▸ FRAGMENTO
★ ★ ★
La fotografía lo dice todo, Virgilio Saquicela, el flamante presidente de la Asamblea Nacional, posesionándose del despacho presidencial de esa función del Estado en compañía de correístas, socialcristianos y los miembros de las alas disidentes de Pachakutik e Izquierda Democrática, que lo ayudaron a llegar a esa posición.
Esos mismos legisladores, minutos antes, habían destituido del mismo cargo a Guadalupe Llori con 81 votos a favor, pese a la existencia de medidas cautelares ordenadas por un juez de Quito que había dispuesto que la presidencia y el pleno de la Asamblea Nacional debían abstenerse de conocer, tratar y resolver el informe emitido por la comisión pluripartidista el 25 de mayo que recomendaba la destitución de Guadalupe Llori por supuesto incumplimiento de funciones.
En definitiva, las medidas cautelares fueron como papel mojado para esta mayoría parlamentaria. ¿Las excusas? Primero, el Art. 128 de la Constitución que establece la inmunidad (¿impunidad?) parlamentaria, que determina que las y los asambleístas no serán civil ni penalmente responsables por las opiniones que emitan, ni por las decisiones o actos que realicen en el ejercicio de sus funciones, dentro y fuera de la Asamblea Nacional. Segundo, la decisión de la Corte Constitucional que determina que no cabe su destitución por incumplimiento de medidas cautelares, como es en este caso.
★ ★ ★
▸ DATOS PROPORCIONADOS
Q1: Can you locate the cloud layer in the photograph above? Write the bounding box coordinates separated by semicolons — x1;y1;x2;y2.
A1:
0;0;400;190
★ ★ ★
▸ TAREAS DEL EJERCICIO
1. Responde estas preguntas sobre el fragmento acerca de la destitución de Guadalupe Llori:
(a) ¿Con cuántos votos fue destituida Guadalupe Llori?
(b) ¿En qué fecha emitió su informe la comisión pluripartidista?
(c) ¿Qué artículo de la Constitución establece la inmunidad parlamentaria?
2. Continúa el fragmento sobre la destitución de Guadalupe Llori a partir de donde termina.
El listado no hace falta para este ejercicio.

▸ RESULTADOS DEL EJERCICIO
1.
(a) Con 81 votos a favor.
(b) El 25 de mayo.
(c) El Art. 128.

2.
Sin embargo, lo que debe quedar claro es que la inmunidad no le quita ilegalidad a la decisión, que sienta un funesto precedente porque abre la puerta a que esta mayoría de asambleístas, o cualquier otra, incumpla o viole, amparada en las mencionadas normas legales, cualquier procedimiento determinado en la Constitución o en la Ley a fin de conseguir sus objetivos políticos o particulares sin ninguna consecuencia.
La inmunidad parlamentaria es una institución que lo que pretende es facilitar a los legisladores una de sus labores fundamentales: la de fiscalizar y perseguir la corrupción sin trabas ni tapujos, no la de utilizarla como escudo para hacer cualquier cosa que se les ocurra en aras de lograr sus objetivos políticos.
¿Quién nos puede asegurar ahora que, escudados en las mismas consideraciones, no violen los procedimientos previamente establecidos y, qué se yo, cambien el orden de los juicios políticos, destituyan a funcionarios públicos y se tomen los organismos de control sin ningún impedimento, que, además, es justamente lo que pretenden? Con este acto han desnaturalizado completamente esa institución.
En su libro “Cómo mueren las democracias” el politólogo Steven Levitsky y el historiador Daniel Ziblatt señalan que una de las causas de la muerte de las democracias se da cuando los políticos dejan de tener contención institucional, definida como el evitar realizar acciones que, si bien respetan la ley escrita, vulneran a todas luces su espíritu. Es cuando la democracia, de acuerdo a los politólogos Linz y Stepan, deja de ser “el único juego posible” (the only game in town), y los actores políticos buscan salidas no alineadas con ella para lograr sus objetivos, causando su desconsolidación.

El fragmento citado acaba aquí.